__INSTRUCTION__:
Write out all the lines again, precisely as they stand, but without the images.

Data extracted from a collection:
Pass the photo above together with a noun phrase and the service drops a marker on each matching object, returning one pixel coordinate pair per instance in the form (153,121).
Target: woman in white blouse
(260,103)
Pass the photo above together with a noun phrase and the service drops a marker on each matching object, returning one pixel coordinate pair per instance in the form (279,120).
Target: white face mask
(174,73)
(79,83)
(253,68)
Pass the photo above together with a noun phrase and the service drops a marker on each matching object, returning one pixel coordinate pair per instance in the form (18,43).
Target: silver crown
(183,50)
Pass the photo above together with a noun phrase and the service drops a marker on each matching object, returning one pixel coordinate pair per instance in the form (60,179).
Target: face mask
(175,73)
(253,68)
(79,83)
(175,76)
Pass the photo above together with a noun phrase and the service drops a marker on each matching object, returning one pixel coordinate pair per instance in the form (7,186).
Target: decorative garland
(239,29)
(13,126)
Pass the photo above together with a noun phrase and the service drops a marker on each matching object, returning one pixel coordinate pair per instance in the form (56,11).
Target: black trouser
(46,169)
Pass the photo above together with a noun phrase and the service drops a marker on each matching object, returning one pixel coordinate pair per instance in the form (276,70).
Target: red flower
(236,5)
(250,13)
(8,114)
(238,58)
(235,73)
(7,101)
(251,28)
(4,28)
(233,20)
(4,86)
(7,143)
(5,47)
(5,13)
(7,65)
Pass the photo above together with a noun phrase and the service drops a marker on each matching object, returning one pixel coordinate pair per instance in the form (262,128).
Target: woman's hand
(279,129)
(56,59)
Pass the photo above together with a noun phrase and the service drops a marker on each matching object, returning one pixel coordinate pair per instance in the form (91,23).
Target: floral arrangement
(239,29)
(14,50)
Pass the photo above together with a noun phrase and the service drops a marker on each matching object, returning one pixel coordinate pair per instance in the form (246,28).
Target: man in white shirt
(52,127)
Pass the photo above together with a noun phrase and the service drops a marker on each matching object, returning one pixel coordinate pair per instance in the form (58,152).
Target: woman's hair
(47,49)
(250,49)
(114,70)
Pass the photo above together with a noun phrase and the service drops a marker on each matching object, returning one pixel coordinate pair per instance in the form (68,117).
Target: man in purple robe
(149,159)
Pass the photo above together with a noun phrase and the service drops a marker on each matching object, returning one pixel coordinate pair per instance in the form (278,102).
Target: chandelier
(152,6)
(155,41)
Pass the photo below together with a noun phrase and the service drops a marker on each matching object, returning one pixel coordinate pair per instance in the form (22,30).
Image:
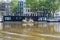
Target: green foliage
(45,4)
(14,6)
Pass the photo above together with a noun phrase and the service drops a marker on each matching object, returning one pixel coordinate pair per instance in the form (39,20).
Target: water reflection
(34,30)
(1,26)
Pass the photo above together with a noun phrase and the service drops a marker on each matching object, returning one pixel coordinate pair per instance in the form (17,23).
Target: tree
(50,5)
(14,6)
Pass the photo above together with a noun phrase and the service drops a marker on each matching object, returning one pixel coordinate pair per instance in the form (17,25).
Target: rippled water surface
(30,31)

__COMPLETED TASK__:
Pass the photo above together with a noun phrase and the service drops a marker on each matching object, returning one pixel coordinate pair per instance in the form (153,121).
Target: woman in white blouse
(260,103)
Pass the photo above together with a noun phrase and the service drops a marker on each matching object, returning one pixel coordinate pair per instance in the form (279,120).
Target: white face mask
(174,73)
(79,83)
(253,68)
Pass the photo above together with a noun phrase and the service drops a marker on each matching object, returning one pixel coordinate pair per instance in the form (18,43).
Target: silver crown
(183,50)
Pass the photo above together with a noun phrase and the service drops a marker on each matching object, returning one pixel coordinate pair per instance in the form (60,179).
Target: face mask
(175,73)
(253,68)
(79,83)
(175,76)
Pass the photo above together with a noun phrase and the service drops a marker on each matching object, returning one pixel coordinate pair per instance in the form (7,186).
Target: decorative garland
(239,29)
(13,126)
Pass the photo above together with a noun phrase and the service drops a marker on each matching object, returning one pixel coordinate pair per instance in the form (56,11).
Target: black trouser
(46,169)
Pass the photo above together with a noun phrase and the service drops a marker on each matching object, returning one pixel coordinate pair per instance in the form (276,70).
Target: red flower
(236,5)
(250,13)
(8,114)
(238,58)
(235,73)
(7,101)
(251,28)
(4,28)
(233,20)
(4,86)
(7,143)
(5,47)
(5,13)
(7,65)
Pass the photo above together with a noun phrase and the service drops a marker on each matching object, returning one pixel coordinate pair per instance in the form (262,128).
Target: woman's hand
(279,129)
(56,59)
Pass the photo above together with a noun phrase and the service drops a marker on each matching object, returning one pixel coordinate pair per instance in the form (91,23).
Target: floral arrangement
(239,29)
(14,50)
Pass the photo above together with a noun phrase and the service drops a marker on each matching object, returning one pixel coordinate pair per instance in the form (246,28).
Target: man in white shirt
(52,127)
Pass the photo above together with a noun phrase and the service drops a marker on each matching object, returning one pixel coordinate pair per instance in the form (58,152).
Target: woman's hair
(47,49)
(250,49)
(114,70)
Pass the photo above together with a noun phrase and the service drops a marker on each matching object, returning one pixel coordinate pair per instance in the form (68,117).
Target: man in purple robe
(149,159)
Pass the photo above together with a noun phrase and the service drops a marker on each matching object, returning one pixel coordinate pair per instance in the form (278,102).
Target: chandelier
(152,6)
(155,41)
Pass the photo below together with a noun phrase and the service drops a marker on each matching object, returning one pixel coordinate pair per instance in the form (22,30).
Image:
Target: green foliage
(45,4)
(14,6)
Pass the photo above together with a noun phrase and the service drops a marker on each matching object, returning one pixel coordinate pair per instance in the form (39,20).
Target: water reflection
(34,30)
(1,26)
Pass the photo above together with a noun phrase and the service drops a marker on each matching object, returning one pixel coordinate pair per instance in the form (17,23).
Target: tree
(50,5)
(14,6)
Pass the photo above together with a noun phrase and the service drops a marker on each matching object, returning one pixel coordinate pair per instance in the form (17,25).
Target: rippled water surface
(30,31)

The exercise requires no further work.